[EXERCISE DESCRIPTION]
Please repeat, word for word, everything from the line containing "Question. Put a marker on each instance of the calm" down through the final line, including both.

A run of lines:

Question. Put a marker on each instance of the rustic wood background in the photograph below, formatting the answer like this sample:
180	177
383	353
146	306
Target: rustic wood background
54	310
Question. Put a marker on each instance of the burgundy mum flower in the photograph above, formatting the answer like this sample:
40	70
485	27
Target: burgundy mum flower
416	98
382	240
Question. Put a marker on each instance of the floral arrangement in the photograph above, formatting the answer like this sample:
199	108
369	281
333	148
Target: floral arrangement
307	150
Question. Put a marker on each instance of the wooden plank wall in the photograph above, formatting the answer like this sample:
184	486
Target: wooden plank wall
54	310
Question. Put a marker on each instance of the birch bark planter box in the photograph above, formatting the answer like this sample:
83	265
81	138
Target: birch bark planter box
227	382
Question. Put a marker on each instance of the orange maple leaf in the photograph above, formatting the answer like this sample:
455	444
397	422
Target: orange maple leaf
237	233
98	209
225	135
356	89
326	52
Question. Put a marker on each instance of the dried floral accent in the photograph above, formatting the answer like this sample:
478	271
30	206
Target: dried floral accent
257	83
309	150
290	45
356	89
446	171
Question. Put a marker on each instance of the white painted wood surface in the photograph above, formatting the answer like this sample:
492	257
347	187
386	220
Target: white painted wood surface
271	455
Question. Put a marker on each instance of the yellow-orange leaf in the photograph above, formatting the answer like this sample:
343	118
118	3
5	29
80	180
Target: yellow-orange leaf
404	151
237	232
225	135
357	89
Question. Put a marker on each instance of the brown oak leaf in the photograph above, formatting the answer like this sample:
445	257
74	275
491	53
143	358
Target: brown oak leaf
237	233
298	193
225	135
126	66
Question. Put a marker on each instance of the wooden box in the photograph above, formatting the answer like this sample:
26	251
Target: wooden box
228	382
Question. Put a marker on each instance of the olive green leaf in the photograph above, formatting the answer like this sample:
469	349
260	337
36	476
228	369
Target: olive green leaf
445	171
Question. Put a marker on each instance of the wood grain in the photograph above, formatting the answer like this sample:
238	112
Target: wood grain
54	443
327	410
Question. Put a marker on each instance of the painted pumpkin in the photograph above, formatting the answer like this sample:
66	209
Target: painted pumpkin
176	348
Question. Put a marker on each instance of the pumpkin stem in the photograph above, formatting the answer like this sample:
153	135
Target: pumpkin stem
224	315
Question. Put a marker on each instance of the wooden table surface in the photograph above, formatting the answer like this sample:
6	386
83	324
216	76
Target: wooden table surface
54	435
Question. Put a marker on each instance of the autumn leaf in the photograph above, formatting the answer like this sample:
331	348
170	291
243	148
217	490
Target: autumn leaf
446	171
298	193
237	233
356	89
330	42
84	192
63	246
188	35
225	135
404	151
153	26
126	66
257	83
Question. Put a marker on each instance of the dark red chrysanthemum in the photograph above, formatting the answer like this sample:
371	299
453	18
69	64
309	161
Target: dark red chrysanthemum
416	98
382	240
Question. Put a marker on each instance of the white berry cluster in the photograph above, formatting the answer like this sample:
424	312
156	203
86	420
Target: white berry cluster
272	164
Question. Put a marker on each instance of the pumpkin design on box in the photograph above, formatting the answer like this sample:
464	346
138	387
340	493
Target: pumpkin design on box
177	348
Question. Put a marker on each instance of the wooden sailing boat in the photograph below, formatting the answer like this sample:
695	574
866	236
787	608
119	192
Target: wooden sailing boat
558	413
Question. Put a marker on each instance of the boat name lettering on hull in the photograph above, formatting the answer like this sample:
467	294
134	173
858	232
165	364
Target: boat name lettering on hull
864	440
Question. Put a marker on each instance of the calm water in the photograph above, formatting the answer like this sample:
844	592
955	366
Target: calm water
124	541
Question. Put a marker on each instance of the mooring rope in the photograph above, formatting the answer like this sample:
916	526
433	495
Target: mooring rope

[FULL OUTPUT]
Question. Put a marker on each instance of the calm water in the photograph above, formatting the answer like this sample:
844	592
955	366
Target: calm water
124	541
Question. Put a marker on each instance of the mooring rope in the photograph above, formatting the answer like this sample:
916	526
433	495
Target: mooring rope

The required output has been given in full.